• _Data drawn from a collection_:

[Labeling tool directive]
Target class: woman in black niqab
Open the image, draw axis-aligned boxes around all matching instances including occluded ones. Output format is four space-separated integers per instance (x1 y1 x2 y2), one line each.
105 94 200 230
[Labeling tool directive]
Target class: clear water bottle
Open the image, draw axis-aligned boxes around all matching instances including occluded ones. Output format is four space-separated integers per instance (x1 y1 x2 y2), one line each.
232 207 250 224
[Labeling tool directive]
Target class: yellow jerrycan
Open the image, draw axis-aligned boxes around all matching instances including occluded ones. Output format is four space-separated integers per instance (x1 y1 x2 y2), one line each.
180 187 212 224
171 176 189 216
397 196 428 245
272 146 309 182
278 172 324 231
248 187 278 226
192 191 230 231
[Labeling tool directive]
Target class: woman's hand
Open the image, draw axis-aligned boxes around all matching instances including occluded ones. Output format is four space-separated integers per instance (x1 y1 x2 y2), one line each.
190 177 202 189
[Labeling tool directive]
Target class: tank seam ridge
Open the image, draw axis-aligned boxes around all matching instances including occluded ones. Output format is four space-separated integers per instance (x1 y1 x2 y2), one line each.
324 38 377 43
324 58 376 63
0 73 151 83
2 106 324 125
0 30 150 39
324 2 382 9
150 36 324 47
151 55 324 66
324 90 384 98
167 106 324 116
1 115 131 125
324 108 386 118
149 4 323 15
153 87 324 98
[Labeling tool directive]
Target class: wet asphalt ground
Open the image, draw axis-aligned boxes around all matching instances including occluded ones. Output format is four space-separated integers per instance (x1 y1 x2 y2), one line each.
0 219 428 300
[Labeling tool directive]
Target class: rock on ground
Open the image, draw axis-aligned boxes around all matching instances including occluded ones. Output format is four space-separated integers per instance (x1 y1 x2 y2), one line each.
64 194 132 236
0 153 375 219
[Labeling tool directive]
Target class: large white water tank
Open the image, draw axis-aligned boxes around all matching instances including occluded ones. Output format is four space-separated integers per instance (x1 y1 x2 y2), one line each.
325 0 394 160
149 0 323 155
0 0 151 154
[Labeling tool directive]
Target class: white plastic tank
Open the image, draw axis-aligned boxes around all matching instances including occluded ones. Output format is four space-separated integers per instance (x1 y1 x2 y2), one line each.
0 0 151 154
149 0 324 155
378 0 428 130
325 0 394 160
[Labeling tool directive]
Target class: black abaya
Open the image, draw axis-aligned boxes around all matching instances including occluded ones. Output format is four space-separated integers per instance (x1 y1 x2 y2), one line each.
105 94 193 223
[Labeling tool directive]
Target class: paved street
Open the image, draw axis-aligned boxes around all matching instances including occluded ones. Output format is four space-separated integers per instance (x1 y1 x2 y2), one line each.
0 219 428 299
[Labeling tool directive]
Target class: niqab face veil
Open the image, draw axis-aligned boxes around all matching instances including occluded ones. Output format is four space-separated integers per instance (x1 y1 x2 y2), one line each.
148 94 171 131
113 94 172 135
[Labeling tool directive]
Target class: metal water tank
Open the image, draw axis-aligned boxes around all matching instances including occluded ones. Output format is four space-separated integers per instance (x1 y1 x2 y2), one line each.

• _EXERCISE DESCRIPTION_: Render the listing, starting at its first line and ending at the line containing "105 94 200 230", as a two-column CSV with the columns "instruction" and "answer" and one row for each instruction-answer pair. Put each value in a single quoted field, with its line breaks turned into spaces.

• _FULL RESPONSE_:
instruction,answer
"[Labeling tool directive] Target class: woman in black niqab Open the image, draw axis-aligned boxes around all matching instances including occluded ones. Output format is four space-separated integers per instance (x1 y1 x2 y2), one line each.","105 94 200 230"